──────── Input records
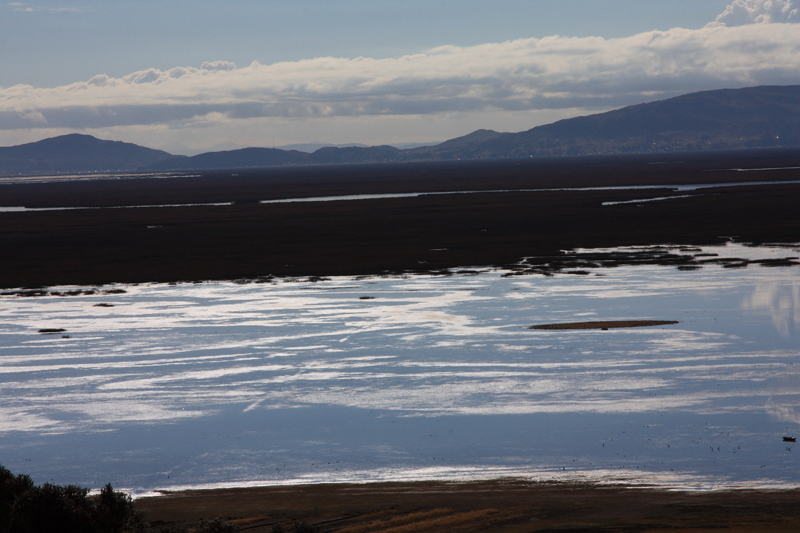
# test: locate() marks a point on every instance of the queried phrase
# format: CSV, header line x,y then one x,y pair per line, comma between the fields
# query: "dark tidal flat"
x,y
248,239
113,240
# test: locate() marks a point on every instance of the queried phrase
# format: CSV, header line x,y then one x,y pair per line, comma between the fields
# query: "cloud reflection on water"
x,y
295,371
782,301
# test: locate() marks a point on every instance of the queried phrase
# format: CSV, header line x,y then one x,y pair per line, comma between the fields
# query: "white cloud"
x,y
742,12
510,78
27,8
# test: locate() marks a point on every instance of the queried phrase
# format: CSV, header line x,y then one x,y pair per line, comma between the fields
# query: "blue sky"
x,y
200,75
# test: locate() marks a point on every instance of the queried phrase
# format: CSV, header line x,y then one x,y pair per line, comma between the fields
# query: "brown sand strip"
x,y
497,506
607,324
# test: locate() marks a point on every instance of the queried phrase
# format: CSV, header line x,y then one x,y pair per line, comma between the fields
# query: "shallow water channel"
x,y
410,377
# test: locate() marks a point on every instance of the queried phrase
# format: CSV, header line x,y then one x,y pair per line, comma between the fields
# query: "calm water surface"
x,y
432,377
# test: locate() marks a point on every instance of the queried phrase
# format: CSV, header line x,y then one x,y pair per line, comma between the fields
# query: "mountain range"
x,y
754,117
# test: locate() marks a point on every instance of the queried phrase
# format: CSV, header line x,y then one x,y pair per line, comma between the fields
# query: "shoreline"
x,y
248,239
489,505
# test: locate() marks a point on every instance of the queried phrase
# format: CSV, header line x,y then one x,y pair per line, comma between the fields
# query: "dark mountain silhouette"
x,y
76,153
755,117
242,158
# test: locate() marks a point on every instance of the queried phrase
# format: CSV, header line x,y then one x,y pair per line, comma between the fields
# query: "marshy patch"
x,y
606,324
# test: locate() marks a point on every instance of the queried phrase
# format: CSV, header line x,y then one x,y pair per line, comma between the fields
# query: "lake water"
x,y
410,377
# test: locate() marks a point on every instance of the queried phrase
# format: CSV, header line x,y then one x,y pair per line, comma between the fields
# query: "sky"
x,y
190,76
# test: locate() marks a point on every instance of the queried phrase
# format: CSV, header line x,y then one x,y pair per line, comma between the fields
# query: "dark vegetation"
x,y
29,508
508,506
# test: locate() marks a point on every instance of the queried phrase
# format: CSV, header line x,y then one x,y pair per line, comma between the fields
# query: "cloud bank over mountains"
x,y
753,42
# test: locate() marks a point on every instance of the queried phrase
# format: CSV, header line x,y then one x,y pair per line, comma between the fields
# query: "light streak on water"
x,y
435,377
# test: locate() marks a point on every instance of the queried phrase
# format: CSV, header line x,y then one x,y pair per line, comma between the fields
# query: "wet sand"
x,y
504,506
248,240
253,241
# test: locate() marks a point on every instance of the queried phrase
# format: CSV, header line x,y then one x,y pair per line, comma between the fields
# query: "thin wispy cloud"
x,y
552,73
29,8
742,12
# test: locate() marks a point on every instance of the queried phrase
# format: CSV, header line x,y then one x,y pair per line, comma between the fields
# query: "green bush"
x,y
27,508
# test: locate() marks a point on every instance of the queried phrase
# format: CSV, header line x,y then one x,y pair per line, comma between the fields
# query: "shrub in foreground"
x,y
27,508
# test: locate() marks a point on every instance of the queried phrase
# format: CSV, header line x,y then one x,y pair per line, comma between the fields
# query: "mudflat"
x,y
248,239
500,505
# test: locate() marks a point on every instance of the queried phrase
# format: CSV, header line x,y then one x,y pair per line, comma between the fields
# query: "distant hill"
x,y
755,117
244,157
76,153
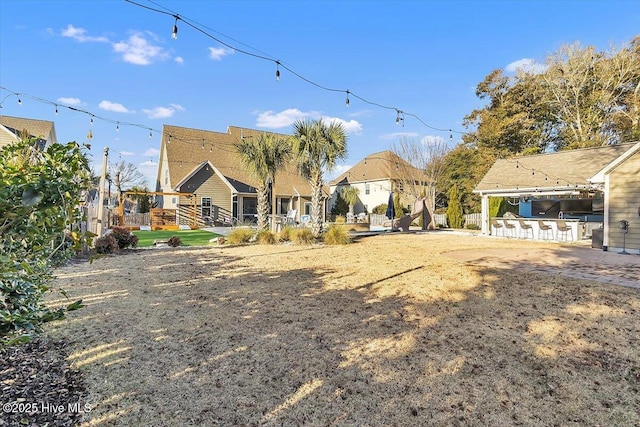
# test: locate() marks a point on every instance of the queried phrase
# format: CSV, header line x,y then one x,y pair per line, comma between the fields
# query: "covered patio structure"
x,y
563,195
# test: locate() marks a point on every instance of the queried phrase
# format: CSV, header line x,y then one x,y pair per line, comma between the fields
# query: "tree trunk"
x,y
263,208
316,206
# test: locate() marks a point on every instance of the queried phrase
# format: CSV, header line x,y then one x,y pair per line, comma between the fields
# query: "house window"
x,y
206,206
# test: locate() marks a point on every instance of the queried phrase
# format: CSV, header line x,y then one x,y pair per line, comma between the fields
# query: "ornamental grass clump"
x,y
240,236
266,237
336,235
285,234
303,236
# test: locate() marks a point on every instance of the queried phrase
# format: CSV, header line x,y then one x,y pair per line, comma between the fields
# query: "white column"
x,y
485,215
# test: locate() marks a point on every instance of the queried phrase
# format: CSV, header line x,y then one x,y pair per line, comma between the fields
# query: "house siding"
x,y
205,183
624,204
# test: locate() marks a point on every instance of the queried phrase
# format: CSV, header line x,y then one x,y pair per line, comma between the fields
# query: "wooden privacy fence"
x,y
474,218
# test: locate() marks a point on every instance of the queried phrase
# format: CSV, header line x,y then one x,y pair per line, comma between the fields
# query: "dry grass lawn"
x,y
388,331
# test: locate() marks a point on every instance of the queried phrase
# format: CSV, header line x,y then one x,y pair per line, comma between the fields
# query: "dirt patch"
x,y
386,331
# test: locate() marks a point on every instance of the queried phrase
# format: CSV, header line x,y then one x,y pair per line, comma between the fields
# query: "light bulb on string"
x,y
174,33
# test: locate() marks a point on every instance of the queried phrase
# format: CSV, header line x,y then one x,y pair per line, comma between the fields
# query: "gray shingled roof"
x,y
185,152
550,171
376,166
36,128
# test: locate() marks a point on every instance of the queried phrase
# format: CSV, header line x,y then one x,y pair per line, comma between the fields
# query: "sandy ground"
x,y
399,329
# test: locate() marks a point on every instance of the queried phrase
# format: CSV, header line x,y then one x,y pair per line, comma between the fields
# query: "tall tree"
x,y
124,174
317,146
263,156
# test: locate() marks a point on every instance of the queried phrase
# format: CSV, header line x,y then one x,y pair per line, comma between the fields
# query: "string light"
x,y
174,33
264,57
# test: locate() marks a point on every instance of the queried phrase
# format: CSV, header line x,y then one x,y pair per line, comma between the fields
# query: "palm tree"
x,y
263,156
317,146
350,195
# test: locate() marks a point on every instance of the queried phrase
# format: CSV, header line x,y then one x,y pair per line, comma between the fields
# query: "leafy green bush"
x,y
285,234
266,237
106,244
380,209
240,236
302,236
39,221
124,237
174,241
336,235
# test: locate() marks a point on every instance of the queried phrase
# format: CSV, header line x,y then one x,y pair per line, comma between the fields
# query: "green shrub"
x,y
380,209
266,237
40,191
302,236
240,235
336,235
124,237
285,234
106,244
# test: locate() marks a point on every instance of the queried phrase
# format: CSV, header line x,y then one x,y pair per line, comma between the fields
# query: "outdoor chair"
x,y
510,229
543,231
496,226
525,228
290,219
564,228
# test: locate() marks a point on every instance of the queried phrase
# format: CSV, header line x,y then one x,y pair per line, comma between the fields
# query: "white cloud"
x,y
163,112
80,35
271,120
216,53
113,106
139,51
337,171
399,135
527,65
70,101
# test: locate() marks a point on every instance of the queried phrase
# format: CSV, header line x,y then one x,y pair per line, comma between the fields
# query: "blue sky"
x,y
118,61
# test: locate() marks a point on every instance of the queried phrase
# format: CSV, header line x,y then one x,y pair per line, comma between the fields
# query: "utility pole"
x,y
103,177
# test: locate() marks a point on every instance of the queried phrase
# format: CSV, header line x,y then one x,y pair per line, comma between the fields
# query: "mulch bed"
x,y
38,386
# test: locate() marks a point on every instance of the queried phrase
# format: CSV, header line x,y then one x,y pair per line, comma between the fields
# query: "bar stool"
x,y
543,231
510,228
496,226
563,228
526,228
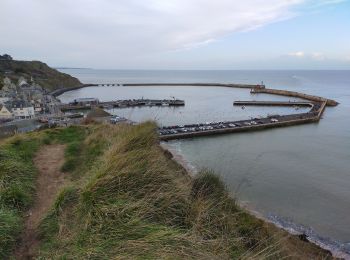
────────────────
Activity
Return the material as it stands. Leave out the pictures.

Final answer
# test: locate() marks a point on every instance of the queried phrase
# format: CSV, header line x,y then one x,y pair per line, comma between the fields
# query: "dark tidal flat"
x,y
248,239
113,240
# test: locate() marks a point on every instance of the queried phrase
# format: CSV, header line x,y then one x,y pair per line, comma between the fields
# query: "cloud reflection on water"
x,y
295,371
782,301
# test: locate() marks a point on every instance of the queried phrase
# format: CSV, header line x,y then one x,y pair per line, comma between the fields
# query: "white cloud"
x,y
742,12
510,78
27,8
# test: locate() marks a point on every instance of the queried phrase
# format: CSV, header line x,y then one x,y pair per line, comma between the fields
# query: "blue sky"
x,y
200,75
# test: locate() marks a point on every instance of the queried phrase
# format: CSV, header line x,y then one x,y pair per line, comma between the fields
# query: "brown sand strip"
x,y
497,506
607,324
# test: locate() marks a point on every instance of the queried phrase
# format: CSV, header line x,y then one x,y pair per line, comma between the fields
# query: "shallow water channel"
x,y
410,377
# test: locate() marks a point on every instance of the queried phrase
# format: CSV, header line x,y then one x,y pair per line, comma between the fields
# query: "calm water surface"
x,y
432,377
# test: locate() marks a point on every instance of the queried phrase
# format: CSV, header line x,y then one x,y pair per line, comma between the fields
# query: "mountain range"
x,y
754,117
# test: locate() marks a point on every instance of the queried phrase
# format: CSV, header line x,y then one x,y pair per line, comma between the fields
# query: "shoreline"
x,y
248,239
489,505
# test: locate() marks a point on every instance of the queried phrase
# format: CSV, header line x,y then one x,y pair per line, comma between the fields
# query: "dark mountain silhouette"
x,y
76,153
755,117
242,158
# test: locate() marks a point on every instance of the queried phrase
# format: CSV, header line x,y then one x,y pair per line, comma between the fields
# query: "marshy patch"
x,y
606,324
# test: locate() marks a point on every instance of the queried phrase
# format: CSV, header line x,y then one x,y pair per line, comma between the fields
# query: "lake water"
x,y
410,377
# test: locate() marks a point on every instance of the queried phrase
# format: CSV, header line x,y then one x,y pair per line, comma between the fields
# query: "sky"
x,y
190,76
# test: locate() marks a point on every instance of the queried phrase
# format: CSV, header line x,y then one x,y pair per line, comma between the fields
# query: "dark vegetation"
x,y
29,508
508,506
# test: locate() marks a point on every instance of the queried phrase
# format: CSV, header line x,y then one x,y pair per line, comma between the fields
# query: "cloud bank over mountains"
x,y
753,42
# test: locate() marks a point on every instance of the queried phrase
# format: CSV, header line x,y then one x,y pair per line, comma between the fields
# query: "light streak on water"
x,y
435,377
# test: locate() marks a point on every instance of the queried phrase
# format: CSV, header line x,y then one x,y pair per line, comma between the fields
# query: "wet sand"
x,y
504,506
248,240
253,241
# test: locate() marks a point on every instance of the queried phrase
# format: CSV, header line x,y then one x,y pair per line, comma between the fields
# query: "thin wispy cloud"
x,y
552,73
29,8
742,12
# test: locate() marks a point on every instance of the queried phrase
# format: CSV, header line x,y then one x,y pair per line, comma between the fields
# query: "green bush"
x,y
27,508
# test: locate() marks a point on every instance of the queried phrase
# format: CSV, header line x,y then one x,y pair per line, comma between the fields
# query: "shrub in foreground"
x,y
27,508
# test: locate() marks a point on every instance of the queried phrase
# format: CSV, header line x,y then one x,y pair per line, comma between the fields
# query: "mudflat"
x,y
248,239
500,505
# test: locate() marks a point on every instance of the queried phrase
# format: CSV, header line x,y then one x,y pair per line, comma between the fields
# query: "distant hill"
x,y
755,117
244,157
76,153
# test: locate() marks a point on every instance of the queried phrase
# format: CSV, header line x,y then one x,y pair per line, comma between the fields
# query: "covered patio structure"
x,y
563,195
# test: locate() marks a point on every instance of the queried phrase
# format: CSV, header line x,y then one x,y pair per line, comma between the fields
# query: "tree trunk"
x,y
263,208
316,206
# test: locate() marks a point on every instance of the queried phrase
# format: CSV, header line x,y then one x,y pair per line, comma between the fields
# query: "house window"
x,y
206,206
# test: locate() marks a point on every instance of the queried phrase
# format: CSV, header line x,y then one x,y pair per line, comma between the fields
# query: "ornamental grass clump"
x,y
240,236
266,237
336,235
285,234
303,236
# test: locate() marks a point on every instance of the queried phrase
# format: CSV, header line x,y then one x,y pair per line, comma between the fields
# query: "white column"
x,y
485,215
# test: locate() marks a point on every instance of the queried phrase
# format: CSV, header line x,y then one x,y pair per line, comma between the fields
# query: "house siding"
x,y
205,183
624,204
# test: locate() marks a point on every instance of the queried phrase
# format: CSV, header line x,y then one x,y pair per line, comma between the fields
# query: "wooden privacy fence"
x,y
474,218
# test: locate() marks a point on every instance of the queried phrase
# format: CSV, header line x,y then one x,y pair per line, comma between the fields
# query: "dry grass lawn"
x,y
388,331
# test: locate() marks a point on every instance of the queried phrase
# format: CSV, header line x,y then one x,y pair per line, comma between the fields
# query: "dirt patch"
x,y
386,331
# test: locate() marks a point on every instance of the queried phrase
# format: CSV, header line x,y then one x,y pair per line, comma between the fields
# query: "light bulb on string"
x,y
174,33
# test: locate() marks a point on every instance of the queried phrase
# format: CSV, header line x,y then one x,y pair per line, comma between the fields
# query: "gray shingled roof"
x,y
185,152
550,171
376,166
36,128
# test: locate() marks a point on every instance of the queried phrase
# format: CSV, header line x,y then one x,y pair per line, comma between the fields
# query: "sandy ground"
x,y
399,329
# test: locate() marks a point on every instance of the queried phrase
# format: CSV, header line x,y then one x,y pair per line, comma between the fields
# query: "tall tree"
x,y
124,174
317,146
263,156
# test: locate() marks a point on every instance of the queried phrase
# format: CSV, header line x,y then one x,y pair per line, comma between the fields
# query: "string light"
x,y
174,33
264,57
# test: locate() marks a point on every instance of the queried phrase
# format: CSV, header line x,y then one x,y pair per line, comma between the fields
# query: "palm tree"
x,y
263,156
317,146
350,195
# test: locate() marks a point on every instance of the queried phrase
# format: CSV, header line x,y then one x,y pair per line, comma between the fields
# query: "leafy green bush"
x,y
285,234
266,237
106,244
380,209
240,236
302,236
39,221
124,237
174,241
336,235
# test: locate() marks a point on every instance of the queried phrase
# format: CSV, header line x,y then one x,y pair per line, comma between the fields
# query: "green shrub"
x,y
380,209
266,237
40,191
302,236
240,235
336,235
124,237
285,234
106,244
# test: locate() marks a point on every instance of the queried phrase
# format: CSV, header line x,y then one x,y pair per line, comma between the fields
# query: "outdoor chair"
x,y
510,229
543,231
496,226
525,228
290,219
564,228
# test: locate() marks a point on every instance of the queried phrase
# format: CSV, header line x,y then one x,y pair per line, comma between the fields
# query: "white cloud"
x,y
163,112
80,35
271,120
216,53
113,106
139,51
337,171
399,135
527,65
70,101
# test: locate() marks a point on every instance of the queried phrase
# format: CSV, header line x,y then one x,y pair per line, comma between the fields
# query: "blue sky"
x,y
118,61
# test: locate() marks a point on every instance of the queried phrase
# format: CSV, header line x,y then one x,y pair per line, comma between the fields
# query: "utility pole"
x,y
103,177
# test: locate() marks a point on every instance of the queried phrase
# format: CSV, header line x,y then one x,y pair per line, comma between the fields
# query: "mulch bed"
x,y
38,386
# test: locate() marks a point on every instance of the queried phrase
# format: CSV, header line x,y then one x,y pair per line, comma between the fields
# query: "bar stool"
x,y
543,231
510,228
496,226
563,228
526,228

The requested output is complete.